WORK TO BE COMPLETED: Type every record exactly as it appears.

• • • • • • •

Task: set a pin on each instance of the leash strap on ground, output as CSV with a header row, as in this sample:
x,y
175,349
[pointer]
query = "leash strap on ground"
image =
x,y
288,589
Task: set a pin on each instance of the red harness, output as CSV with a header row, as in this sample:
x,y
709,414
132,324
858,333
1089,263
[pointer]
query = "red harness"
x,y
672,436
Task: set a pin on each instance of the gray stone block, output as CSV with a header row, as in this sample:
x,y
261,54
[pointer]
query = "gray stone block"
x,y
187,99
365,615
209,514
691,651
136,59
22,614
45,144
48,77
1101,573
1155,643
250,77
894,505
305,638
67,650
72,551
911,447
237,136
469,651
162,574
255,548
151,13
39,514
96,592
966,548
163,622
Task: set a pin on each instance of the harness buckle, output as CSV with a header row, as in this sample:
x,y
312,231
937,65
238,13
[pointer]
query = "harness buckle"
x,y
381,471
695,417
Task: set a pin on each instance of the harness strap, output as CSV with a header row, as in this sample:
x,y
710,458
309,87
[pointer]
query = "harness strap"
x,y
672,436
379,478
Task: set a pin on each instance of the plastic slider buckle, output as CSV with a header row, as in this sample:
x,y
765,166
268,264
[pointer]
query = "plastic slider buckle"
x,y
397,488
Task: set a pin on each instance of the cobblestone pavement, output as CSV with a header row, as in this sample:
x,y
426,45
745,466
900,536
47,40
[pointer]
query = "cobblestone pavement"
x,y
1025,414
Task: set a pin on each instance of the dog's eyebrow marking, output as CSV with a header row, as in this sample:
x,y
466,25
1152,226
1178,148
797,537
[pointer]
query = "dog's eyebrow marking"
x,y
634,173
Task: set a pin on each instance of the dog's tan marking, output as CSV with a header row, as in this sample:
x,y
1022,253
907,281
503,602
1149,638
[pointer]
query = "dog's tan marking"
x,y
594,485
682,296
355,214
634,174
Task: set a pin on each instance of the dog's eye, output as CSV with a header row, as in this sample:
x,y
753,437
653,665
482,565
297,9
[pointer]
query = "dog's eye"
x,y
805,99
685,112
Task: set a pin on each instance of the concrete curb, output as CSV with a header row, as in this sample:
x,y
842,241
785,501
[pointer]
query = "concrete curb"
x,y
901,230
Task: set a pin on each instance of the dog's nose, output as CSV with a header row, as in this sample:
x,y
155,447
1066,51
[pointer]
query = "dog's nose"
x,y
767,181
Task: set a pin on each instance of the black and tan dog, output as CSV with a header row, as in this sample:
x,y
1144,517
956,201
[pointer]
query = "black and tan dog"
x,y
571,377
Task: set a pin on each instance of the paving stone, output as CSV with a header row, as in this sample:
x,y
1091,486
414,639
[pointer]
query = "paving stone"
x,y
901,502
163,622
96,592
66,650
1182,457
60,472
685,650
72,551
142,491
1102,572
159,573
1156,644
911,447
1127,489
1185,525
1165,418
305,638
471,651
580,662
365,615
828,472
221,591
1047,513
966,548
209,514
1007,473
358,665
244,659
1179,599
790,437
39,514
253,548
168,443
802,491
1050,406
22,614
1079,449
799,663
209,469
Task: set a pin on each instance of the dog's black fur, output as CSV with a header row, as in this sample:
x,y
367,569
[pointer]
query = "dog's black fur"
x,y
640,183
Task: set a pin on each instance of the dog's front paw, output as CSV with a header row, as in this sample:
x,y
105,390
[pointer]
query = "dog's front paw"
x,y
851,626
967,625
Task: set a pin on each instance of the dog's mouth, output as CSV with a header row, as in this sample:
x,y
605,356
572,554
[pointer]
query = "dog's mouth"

• • • • • • •

COMPLETE RESPONSE:
Task: set a pin on each instance of the leash strap on ground, output as CSV with a header row, as in this sample:
x,y
175,349
[pointer]
query = "leash strap on ground"
image =
x,y
288,589
Task: set a pin on each instance of the red harness, output as CSV with a header row, as in this sample:
x,y
709,414
132,324
858,333
1089,263
[pointer]
query = "red harness"
x,y
672,436
Task: set a pin on each instance of the gray stone block, output as CSV with a header row, as in this sample:
x,y
261,54
[pointer]
query = "gray stone block"
x,y
187,99
365,615
209,514
691,651
136,59
22,614
45,144
48,77
1101,573
1155,643
250,77
894,505
305,638
67,650
72,551
911,447
237,136
469,651
162,574
255,548
151,13
39,514
96,592
966,548
163,622
Task: set a pin on each instance of the harness buckle, output as CSV with a header row, as in this sample:
x,y
312,231
937,65
238,13
[pointer]
query = "harness buckle"
x,y
381,471
695,417
Task: set a pin on each instance of the harness strap, output as CSV with a header row, as in this sample:
x,y
710,458
309,87
[pointer]
query = "harness strap"
x,y
672,436
379,478
Task: set a pin on each instance of the plastic slider buckle, output as CSV with a header row, as in this sample:
x,y
765,166
268,264
[pointer]
query = "plastic slider buckle"
x,y
397,488
Task: set a pin on each instance of the cobblestone pavement, output as CSV with a header row, as in this sample:
x,y
426,45
745,466
900,536
47,40
[pointer]
query = "cobblestone pavement"
x,y
1025,414
Task: set a pin on each instance of the dog's eyebrow marking, output as CSV with a header row, as in this sample:
x,y
466,25
1152,226
1178,148
797,537
[pointer]
query = "dog's eyebrow marking"
x,y
634,173
Task: set a pin on each instance of the dog's tan marking, output as CSV with a header row, as in this sample:
x,y
1022,253
907,281
503,602
1149,638
[pointer]
query = "dog's tan marking"
x,y
594,485
682,296
355,214
634,174
Task: set a pin on each instance of the dog's eye, output as CSV with a header row, as in this sample:
x,y
753,437
653,665
482,565
297,9
[pointer]
query = "dog's eye"
x,y
805,99
685,112
Task: set a pin on each instance of the concrete curb, output as CSV with a header row, as in this sample:
x,y
842,241
785,501
[pointer]
query = "concrete curb"
x,y
901,230
Task: set a pin on each instance of the dog's nose, output as CSV with a header row, as in this sample:
x,y
155,447
1066,51
[pointer]
query = "dog's nose"
x,y
767,181
Task: set a pin on each instance of the black and tan dog, output as CSV with a header row, as in this sample:
x,y
1144,517
956,201
[pointer]
query = "black and tan dog"
x,y
571,377
Task: set a pin on each instance of the paving stone, output as CSV with a header row, as in this sample:
x,y
1091,486
414,639
[pointer]
query = "paving stone"
x,y
901,502
163,622
96,592
66,650
1182,457
60,472
685,650
72,551
142,491
1102,572
159,573
1156,644
911,447
1127,489
1185,525
1165,418
305,638
471,651
580,662
365,615
828,472
221,591
1047,513
966,548
209,514
1007,473
358,665
244,659
1179,599
790,437
39,514
253,548
168,443
802,491
1050,406
22,614
1079,449
799,663
209,469
Task: set a pin on each instance of the dog's black fur, output as CSV with a header row, as in this sample:
x,y
367,569
[pointer]
query = "dog's black fur"
x,y
640,183
Task: set a pin on each instance of the dog's front paw, output as CSV with a header row, as in this sample:
x,y
105,390
[pointer]
query = "dog's front paw"
x,y
851,626
967,625
Task: set a pin on each instance of the dog's mouth, output as CSV with a header row, as in this sample:
x,y
605,356
572,554
[pointer]
query = "dog's mouth"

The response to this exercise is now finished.